*** Extrait à lire ***

Des services secrets, nous ne savons que les échecs et rarement les succès. Si l'échec provoque l'anathème, l'ingratitude est fille de la victoire. Quand à la gloire, il faut l'oublier, elle est pour les autres...

mardi 23 mai 2023

En Colombie, un repenti fait trembler l’Etat profond

 

«L’armée et la police nous ont enseigné le maniement des armes au polygone de tir, le renseignement, ils nous ont formés. Moi, en fait, j’ai été recruté par l’armée (…) j’avais une carte de militaire, délivrée par la 11e brigade, une autre, de la police civique, dont je portais l’uniforme.» Ce 10 mai, à Bogotá, face aux magistrat·es de la JEP, Justice spéciale de paix, mise en place par les Accords de 2016, l’ex-chef paramilitaire Salvatore Mancuso aborde la première de ses audiences. Il a quatre jours pour convaincre cette instance de le prendre sous sa juridiction, afin d’obtenir protection et réductions de peines, moyennant des informations nouvelles sur son rôle-clé dans la collaboration systémique entre la force publique (armée, police, services de renseignements) et les groupes paramilitaires, de 1989 à 2004. S’ensuit un marathon de près de trente heures d’audiences, via internet, depuis les Etats-Unis, Mancuso y ayant été extradé en mai 2008 pour trafic de drogue. La JEP devra évaluer la valeur des éléments nouveaux.

L’ancien numéro 2 des Autodéfenses unies de Colombie (AUC, paramilitaires d’extrême droite) décrit une situation où la collusion entre l’Etat et les milices d’extrême droite s’est organisée à la demande des plus hauts gradés des forces armées, de la police, des directeurs du Département administratif de la sécurité (DAS, aujourd’hui démantelé), ainsi que de la classe politique régionale et nationale, et des grandes entreprises colombiennes.

Offrir un paravent légal

«La charnière», où se joue cette collaboration et où Mancuso a un rôle-clé, ce sont les Convivirs, des compagnies de sécurité privées créées en 1994 par le président libéral Cesar Gaviria dans les zones rurales où frappent les guérillas. Ces façades légales vont accueillir les paramilitaires des ACCU, Autodéfenses paysannes de Cordoba et Uraba, puis à partir de 1997, des AUC, jusque-là hors-la-loi: «Tout de suite, les Convivirs ont fait le lien entre la légalité et l’illégalité, elles établissent le contact avec tous les commandants (paramilitaires) du nord du pays. Au début, elles exécutent toutes leurs opérations conjointement avec les militaires et la police (…). Rapidement les AUC ont pu mener ainsi leurs actions dans la plus grande légalité.»

*** Lignes enregistrées ***

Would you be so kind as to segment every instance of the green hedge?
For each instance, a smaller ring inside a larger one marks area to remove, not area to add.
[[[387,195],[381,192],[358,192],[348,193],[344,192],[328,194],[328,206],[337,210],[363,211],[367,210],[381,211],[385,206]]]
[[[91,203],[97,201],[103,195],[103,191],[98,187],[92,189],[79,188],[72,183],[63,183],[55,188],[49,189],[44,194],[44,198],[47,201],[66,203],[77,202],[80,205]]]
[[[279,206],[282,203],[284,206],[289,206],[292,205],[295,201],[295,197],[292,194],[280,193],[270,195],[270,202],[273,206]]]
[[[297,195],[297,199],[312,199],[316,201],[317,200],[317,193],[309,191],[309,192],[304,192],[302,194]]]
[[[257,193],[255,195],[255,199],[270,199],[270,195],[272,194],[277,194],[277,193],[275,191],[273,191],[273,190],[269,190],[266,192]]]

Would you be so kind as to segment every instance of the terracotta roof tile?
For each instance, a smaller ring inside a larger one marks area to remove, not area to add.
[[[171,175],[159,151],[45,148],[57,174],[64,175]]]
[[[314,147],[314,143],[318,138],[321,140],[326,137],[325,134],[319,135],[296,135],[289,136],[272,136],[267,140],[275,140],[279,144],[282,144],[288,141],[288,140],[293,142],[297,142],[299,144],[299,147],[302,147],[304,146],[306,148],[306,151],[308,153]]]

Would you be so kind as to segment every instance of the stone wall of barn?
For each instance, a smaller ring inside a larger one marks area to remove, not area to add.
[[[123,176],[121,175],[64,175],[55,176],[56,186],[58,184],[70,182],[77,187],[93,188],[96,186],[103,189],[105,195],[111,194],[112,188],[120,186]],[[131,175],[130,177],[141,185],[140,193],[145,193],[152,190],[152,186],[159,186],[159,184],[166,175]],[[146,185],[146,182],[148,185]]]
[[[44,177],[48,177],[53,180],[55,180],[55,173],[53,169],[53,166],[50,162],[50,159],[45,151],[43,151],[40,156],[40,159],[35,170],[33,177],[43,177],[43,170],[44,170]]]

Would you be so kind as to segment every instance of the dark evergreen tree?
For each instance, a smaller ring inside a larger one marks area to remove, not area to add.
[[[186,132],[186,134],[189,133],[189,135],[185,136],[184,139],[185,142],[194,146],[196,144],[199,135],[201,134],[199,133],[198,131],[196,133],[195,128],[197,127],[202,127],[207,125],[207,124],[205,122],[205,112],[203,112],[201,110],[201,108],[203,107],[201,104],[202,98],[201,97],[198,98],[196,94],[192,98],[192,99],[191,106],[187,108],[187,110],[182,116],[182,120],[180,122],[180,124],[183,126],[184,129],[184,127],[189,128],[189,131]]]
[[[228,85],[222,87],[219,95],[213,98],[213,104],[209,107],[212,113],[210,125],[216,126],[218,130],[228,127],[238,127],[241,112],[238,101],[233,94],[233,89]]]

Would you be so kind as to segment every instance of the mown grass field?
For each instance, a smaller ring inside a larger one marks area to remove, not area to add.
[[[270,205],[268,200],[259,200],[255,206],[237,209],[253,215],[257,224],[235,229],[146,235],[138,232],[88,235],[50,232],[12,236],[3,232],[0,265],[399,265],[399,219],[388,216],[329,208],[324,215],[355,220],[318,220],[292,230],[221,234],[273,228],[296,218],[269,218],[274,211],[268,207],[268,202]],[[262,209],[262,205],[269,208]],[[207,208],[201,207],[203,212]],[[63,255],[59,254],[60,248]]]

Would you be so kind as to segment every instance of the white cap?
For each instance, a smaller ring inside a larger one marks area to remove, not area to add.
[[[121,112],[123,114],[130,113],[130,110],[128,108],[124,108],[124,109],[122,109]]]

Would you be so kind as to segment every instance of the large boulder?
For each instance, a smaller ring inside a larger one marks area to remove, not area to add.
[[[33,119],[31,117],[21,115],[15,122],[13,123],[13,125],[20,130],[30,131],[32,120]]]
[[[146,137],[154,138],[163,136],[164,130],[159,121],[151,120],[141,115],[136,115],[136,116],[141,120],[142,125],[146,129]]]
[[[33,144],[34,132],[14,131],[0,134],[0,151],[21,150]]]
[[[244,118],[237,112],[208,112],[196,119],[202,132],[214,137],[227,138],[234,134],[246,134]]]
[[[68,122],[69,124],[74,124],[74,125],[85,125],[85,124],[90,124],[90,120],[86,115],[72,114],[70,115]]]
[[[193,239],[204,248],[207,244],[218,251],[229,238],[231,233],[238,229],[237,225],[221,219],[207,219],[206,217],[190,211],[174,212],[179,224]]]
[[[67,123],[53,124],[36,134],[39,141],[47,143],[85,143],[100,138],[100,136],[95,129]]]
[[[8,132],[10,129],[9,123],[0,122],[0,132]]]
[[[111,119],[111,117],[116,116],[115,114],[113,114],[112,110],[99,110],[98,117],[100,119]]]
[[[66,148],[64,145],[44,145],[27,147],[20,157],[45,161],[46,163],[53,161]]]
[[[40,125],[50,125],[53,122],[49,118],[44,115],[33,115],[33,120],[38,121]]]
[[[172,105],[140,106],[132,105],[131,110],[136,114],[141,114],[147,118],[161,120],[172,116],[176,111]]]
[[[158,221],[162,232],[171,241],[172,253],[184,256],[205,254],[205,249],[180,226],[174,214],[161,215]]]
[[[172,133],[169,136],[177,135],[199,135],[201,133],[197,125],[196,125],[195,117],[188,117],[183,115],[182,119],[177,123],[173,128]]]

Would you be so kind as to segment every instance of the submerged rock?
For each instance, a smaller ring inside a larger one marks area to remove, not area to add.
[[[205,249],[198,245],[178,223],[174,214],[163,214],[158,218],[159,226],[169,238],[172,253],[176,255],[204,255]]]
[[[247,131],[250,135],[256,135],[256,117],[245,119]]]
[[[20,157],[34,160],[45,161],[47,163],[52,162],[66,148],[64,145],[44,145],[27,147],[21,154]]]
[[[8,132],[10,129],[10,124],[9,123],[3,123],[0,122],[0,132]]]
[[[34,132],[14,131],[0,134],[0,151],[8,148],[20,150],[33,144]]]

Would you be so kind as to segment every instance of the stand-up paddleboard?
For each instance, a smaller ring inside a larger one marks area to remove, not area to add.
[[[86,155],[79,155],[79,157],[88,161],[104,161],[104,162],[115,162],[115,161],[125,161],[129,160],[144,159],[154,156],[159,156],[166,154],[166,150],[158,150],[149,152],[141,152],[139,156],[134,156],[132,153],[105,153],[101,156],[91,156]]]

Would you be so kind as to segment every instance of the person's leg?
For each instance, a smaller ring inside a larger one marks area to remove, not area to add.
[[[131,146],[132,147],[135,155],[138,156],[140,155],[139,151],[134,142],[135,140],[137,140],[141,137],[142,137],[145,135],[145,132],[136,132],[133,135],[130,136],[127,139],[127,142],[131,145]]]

***

À faire >>
(1) D'après l'extrait, en quelle année et par quel président les Convivirs ont-elles été créées ?
(2) Recopiez sans rien changer le passage de l'extrait qui commence par les mots « L’ancien numéro 2 » et s'achève sur « grandes entreprises colombiennes. ».
Ces entrées n'ont aucun rapport avec l'extrait.

Corrigé >>
(1) En 1994, par le président libéral Cesar Gaviria.

(2)
L’ancien numéro 2 des Autodéfenses unies de Colombie (AUC, paramilitaires d’extrême droite) décrit une situation où la collusion entre l’Etat et les milices d’extrême droite s’est organisée à la demande des plus hauts gradés des forces armées, de la police, des directeurs du Département administratif de la sécurité (DAS, aujourd’hui démantelé), ainsi que de la classe politique régionale et nationale, et des grandes entreprises colombiennes.